WHAT YOU WILL DO: Please continue the article below about the shrinking 3-D movie audience, picking up right after its final sentence.

TEXT TO READ:
The Incredible Shrinking 3-D Audience

While The Great Gatsby
made a lot of money last weekend (box-office pundits said it “overperformed,”
which means they called it wrong), only 33% of ticket buyers chose to see it in
3-D. I take this to mean that people intuited that there was no point to
watching this particular movie through those pesky glasses. Even the box-office
juggernaut Iron Man 3 could only
persuade 45% of its audience to watch it in 3-D. When people have a choice,
which isn’t always the case, a majority prefer to watch most movies in
old-fashioned 2-D.

This isn’t just a matter of Americans becoming disillusioned
by the medium: it comes down to dollars and cents. Why spend an additional $3
for glasses if you don’t have to, especially when so few of these films make
bold or compelling use of the 3-D process? 

can be great fun, and can even enhance the moviegoing experience—but far too
often it’s pointless.

Records:
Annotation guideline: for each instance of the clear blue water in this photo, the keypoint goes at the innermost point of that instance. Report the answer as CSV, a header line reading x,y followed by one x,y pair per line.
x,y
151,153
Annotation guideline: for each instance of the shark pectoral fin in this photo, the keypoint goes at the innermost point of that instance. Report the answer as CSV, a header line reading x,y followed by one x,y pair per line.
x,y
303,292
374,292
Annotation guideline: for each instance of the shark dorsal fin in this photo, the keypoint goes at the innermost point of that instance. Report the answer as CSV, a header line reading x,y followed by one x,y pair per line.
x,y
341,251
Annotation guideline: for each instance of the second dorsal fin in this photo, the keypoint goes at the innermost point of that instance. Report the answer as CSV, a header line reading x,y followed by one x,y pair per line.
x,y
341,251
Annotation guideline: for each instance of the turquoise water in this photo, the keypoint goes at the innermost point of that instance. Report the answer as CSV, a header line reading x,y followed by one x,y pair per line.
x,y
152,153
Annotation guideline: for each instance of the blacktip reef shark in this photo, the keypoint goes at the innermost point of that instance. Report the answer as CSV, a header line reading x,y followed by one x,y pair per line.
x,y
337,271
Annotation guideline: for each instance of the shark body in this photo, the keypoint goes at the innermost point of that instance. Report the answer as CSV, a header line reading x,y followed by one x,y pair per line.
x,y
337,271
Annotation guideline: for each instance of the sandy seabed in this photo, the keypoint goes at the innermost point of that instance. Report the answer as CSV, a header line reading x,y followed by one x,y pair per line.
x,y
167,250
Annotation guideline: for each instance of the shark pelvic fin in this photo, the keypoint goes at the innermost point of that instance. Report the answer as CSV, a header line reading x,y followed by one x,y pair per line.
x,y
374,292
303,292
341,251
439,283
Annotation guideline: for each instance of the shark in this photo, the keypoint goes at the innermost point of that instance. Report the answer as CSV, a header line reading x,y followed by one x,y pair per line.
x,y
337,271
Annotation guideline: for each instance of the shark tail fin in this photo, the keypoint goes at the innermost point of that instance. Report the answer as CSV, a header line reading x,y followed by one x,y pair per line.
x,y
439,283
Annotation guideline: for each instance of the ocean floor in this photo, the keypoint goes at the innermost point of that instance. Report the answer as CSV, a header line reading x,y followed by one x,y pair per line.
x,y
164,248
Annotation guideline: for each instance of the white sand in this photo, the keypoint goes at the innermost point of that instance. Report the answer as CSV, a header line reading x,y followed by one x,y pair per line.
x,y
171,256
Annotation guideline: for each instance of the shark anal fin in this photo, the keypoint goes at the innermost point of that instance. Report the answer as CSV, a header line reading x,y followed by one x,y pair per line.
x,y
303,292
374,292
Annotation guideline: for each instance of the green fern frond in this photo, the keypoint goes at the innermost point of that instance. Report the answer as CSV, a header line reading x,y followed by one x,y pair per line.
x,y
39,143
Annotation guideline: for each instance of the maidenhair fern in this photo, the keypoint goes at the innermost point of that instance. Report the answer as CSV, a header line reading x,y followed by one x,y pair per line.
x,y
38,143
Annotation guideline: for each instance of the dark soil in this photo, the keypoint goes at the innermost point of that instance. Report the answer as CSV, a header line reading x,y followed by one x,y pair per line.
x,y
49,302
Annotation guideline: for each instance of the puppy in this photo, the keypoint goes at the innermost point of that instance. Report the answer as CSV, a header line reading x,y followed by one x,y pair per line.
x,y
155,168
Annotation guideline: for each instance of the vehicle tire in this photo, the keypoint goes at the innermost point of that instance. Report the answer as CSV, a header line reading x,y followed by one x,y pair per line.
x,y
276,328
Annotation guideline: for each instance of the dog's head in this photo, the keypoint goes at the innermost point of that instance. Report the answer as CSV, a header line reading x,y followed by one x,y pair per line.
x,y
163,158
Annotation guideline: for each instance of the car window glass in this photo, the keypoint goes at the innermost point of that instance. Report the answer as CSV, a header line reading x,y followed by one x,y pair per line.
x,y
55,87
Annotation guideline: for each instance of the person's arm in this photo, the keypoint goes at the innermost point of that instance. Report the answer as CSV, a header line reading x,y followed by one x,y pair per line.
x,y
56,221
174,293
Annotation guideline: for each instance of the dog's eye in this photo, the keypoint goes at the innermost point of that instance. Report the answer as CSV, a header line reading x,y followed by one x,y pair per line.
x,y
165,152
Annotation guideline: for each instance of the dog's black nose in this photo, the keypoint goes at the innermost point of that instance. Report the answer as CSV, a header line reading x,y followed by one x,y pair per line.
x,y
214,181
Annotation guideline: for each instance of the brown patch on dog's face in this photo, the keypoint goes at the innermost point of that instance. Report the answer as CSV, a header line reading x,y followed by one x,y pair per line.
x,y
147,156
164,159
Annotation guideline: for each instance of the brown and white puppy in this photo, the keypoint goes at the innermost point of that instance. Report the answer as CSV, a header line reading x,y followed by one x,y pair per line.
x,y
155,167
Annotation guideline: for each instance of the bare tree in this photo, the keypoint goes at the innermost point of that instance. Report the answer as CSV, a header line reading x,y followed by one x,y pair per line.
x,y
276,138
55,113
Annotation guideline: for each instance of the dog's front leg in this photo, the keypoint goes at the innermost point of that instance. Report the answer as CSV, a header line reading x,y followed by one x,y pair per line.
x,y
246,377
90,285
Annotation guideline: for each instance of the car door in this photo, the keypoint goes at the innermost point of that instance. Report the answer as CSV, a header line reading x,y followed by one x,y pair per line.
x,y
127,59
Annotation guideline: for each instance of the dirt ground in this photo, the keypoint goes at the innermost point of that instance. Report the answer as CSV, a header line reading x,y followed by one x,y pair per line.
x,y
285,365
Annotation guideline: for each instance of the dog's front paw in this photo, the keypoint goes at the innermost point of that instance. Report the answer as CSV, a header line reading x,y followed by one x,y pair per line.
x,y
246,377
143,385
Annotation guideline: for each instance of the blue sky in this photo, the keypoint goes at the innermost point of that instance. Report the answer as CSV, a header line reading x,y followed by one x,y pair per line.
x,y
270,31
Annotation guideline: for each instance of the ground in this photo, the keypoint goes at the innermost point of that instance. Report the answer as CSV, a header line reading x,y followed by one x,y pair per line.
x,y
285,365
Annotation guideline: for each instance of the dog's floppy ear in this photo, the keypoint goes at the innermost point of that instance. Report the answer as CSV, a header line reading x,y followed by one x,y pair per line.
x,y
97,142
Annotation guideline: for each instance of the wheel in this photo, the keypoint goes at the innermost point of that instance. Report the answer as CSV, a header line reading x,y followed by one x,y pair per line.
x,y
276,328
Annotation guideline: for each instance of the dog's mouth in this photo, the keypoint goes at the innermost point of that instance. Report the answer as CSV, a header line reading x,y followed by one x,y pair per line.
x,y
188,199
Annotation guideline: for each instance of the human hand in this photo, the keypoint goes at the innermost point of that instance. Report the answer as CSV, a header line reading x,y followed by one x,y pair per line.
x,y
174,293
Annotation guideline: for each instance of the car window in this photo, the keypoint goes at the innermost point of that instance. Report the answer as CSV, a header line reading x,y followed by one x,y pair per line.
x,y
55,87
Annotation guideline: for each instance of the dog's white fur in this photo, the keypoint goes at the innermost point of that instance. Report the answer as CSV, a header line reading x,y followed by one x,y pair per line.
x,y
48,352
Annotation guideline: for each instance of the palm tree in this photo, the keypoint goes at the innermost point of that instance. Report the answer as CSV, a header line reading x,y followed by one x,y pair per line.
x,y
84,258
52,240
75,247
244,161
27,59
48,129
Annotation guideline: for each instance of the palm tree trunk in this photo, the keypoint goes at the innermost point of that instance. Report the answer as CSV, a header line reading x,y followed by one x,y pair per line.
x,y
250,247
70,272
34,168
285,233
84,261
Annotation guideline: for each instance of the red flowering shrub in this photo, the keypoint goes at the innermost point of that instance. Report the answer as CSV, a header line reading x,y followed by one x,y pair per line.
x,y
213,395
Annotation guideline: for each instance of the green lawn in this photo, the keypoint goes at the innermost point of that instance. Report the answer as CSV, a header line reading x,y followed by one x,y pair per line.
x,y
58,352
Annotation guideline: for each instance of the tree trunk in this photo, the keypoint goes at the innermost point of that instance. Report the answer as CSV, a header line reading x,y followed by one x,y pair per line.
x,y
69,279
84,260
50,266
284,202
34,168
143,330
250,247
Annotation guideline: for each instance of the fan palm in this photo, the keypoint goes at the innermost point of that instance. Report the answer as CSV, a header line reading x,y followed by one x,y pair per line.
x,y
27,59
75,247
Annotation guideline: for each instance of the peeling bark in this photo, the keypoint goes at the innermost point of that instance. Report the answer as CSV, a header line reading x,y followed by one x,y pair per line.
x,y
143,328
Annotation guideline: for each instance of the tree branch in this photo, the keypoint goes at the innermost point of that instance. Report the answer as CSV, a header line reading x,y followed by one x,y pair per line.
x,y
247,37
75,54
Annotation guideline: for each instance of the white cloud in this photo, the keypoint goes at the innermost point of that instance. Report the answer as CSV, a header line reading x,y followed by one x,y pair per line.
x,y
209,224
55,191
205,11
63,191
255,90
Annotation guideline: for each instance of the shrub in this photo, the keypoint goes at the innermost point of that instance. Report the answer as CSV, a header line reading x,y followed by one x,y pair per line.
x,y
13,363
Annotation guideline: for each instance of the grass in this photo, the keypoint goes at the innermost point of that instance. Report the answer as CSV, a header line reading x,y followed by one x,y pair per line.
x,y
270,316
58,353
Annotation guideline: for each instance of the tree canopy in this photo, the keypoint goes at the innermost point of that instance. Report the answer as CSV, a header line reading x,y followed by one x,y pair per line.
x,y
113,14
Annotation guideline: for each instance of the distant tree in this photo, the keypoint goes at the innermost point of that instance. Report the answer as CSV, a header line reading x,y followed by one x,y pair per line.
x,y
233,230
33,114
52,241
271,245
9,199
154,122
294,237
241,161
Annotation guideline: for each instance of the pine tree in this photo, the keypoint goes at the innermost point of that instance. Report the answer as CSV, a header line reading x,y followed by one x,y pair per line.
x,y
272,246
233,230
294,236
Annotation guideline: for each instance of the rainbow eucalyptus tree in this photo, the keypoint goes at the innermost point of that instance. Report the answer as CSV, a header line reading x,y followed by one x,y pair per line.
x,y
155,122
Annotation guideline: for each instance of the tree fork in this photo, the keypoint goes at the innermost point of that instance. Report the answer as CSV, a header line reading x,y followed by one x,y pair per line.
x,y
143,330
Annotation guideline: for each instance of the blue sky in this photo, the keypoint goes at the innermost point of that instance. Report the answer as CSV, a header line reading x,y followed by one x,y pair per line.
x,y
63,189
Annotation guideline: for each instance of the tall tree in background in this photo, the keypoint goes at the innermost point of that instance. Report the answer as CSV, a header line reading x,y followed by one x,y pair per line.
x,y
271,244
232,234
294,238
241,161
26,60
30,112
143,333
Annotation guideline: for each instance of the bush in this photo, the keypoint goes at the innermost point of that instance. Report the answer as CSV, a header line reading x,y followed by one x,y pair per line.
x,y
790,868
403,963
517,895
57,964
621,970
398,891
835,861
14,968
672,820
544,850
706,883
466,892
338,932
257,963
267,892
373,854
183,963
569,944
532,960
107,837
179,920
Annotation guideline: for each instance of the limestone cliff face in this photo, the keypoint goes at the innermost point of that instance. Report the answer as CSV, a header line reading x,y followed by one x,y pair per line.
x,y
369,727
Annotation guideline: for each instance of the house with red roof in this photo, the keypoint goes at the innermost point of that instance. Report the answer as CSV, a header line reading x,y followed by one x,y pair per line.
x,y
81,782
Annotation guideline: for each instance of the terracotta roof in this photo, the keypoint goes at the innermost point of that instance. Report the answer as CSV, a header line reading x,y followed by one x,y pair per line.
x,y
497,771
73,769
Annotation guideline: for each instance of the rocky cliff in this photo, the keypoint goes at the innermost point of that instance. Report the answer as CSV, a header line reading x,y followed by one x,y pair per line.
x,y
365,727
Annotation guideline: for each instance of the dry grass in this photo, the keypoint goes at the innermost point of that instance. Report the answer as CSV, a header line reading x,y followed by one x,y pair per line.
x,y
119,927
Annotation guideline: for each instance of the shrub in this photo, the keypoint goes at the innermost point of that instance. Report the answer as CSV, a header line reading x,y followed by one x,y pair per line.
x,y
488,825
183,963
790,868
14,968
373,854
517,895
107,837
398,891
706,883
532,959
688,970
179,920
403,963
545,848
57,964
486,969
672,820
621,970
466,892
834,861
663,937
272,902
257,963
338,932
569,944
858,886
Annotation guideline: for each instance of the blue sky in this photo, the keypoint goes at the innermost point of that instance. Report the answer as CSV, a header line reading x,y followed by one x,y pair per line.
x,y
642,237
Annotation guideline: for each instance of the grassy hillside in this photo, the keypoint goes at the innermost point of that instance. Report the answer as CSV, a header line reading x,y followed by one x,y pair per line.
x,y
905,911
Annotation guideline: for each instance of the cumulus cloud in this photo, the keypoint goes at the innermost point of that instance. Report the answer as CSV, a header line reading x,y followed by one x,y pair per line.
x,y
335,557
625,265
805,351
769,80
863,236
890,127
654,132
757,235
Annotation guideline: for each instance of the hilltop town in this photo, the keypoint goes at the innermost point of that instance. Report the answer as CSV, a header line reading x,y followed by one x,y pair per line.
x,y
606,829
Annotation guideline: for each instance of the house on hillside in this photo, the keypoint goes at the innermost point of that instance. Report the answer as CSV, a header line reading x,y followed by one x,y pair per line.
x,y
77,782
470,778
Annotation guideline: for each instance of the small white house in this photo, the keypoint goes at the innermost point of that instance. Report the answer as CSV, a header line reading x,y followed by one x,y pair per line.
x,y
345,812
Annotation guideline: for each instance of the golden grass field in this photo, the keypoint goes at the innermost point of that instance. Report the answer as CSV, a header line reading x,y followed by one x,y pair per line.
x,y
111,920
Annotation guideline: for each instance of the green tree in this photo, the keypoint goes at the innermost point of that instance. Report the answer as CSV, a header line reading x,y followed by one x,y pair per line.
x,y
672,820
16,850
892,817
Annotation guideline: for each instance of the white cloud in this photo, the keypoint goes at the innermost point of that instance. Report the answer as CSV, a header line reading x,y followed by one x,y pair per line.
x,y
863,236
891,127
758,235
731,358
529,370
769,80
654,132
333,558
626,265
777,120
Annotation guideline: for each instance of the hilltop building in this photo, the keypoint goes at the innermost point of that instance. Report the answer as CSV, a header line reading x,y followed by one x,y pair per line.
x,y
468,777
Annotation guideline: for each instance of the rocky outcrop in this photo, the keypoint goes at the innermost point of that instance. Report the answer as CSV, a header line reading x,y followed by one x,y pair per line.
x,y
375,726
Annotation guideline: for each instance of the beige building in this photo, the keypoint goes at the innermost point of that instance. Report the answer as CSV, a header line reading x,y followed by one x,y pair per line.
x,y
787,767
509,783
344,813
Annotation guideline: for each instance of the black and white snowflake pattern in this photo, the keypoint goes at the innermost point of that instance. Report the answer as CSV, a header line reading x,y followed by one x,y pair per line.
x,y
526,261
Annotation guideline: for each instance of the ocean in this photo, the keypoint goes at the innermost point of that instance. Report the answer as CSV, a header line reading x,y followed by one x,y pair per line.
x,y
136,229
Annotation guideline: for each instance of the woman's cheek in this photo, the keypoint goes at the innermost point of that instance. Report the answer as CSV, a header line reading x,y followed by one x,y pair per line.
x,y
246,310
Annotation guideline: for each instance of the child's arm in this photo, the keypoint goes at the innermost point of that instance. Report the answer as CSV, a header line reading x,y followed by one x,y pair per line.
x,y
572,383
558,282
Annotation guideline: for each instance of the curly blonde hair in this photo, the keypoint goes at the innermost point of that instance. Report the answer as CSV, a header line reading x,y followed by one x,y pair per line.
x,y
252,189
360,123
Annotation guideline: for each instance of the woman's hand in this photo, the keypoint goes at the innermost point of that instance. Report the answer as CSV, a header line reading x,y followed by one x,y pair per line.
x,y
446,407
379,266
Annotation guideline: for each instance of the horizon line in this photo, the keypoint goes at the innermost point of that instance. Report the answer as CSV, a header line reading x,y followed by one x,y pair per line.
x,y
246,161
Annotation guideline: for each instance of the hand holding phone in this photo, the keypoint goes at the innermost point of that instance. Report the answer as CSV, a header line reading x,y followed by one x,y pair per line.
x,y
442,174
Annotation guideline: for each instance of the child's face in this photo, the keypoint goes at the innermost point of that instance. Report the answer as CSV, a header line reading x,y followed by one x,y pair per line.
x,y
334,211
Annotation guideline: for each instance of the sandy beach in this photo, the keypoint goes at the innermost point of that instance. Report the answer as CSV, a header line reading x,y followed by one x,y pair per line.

ANSWER:
I recently spoke to a producer who has a hot title coming
out next year  and asked if it was going
to be in 3-D. He told me that he isn’t shooting the film that way—few people do
anymore because it’s cumbersome and costly—but it would definitely be released in
3-D because the studio wants to inflate its box-office numbers. It’s just as
simple as that. Those $3 surcharges add up quickly, and line the pockets of
both distributors and theater owners.

Another reason that 3-D isn’t going away is that the novelty
value hasn’t worn off overseas, especially in the movie industry’s most
lucrative new market, China.

So it looks like we’re stuck with 3-D for the foreseeable
future, like it or not. The biggest difference between the current situation
and the 3-D fad of 1953 is that exhibitors didn’t charge extra for glasses back
then. When the combination of mediocre movies and uncomfortable glasses caused interest
to evaporate, they simply stopped making and showing the films in that medium.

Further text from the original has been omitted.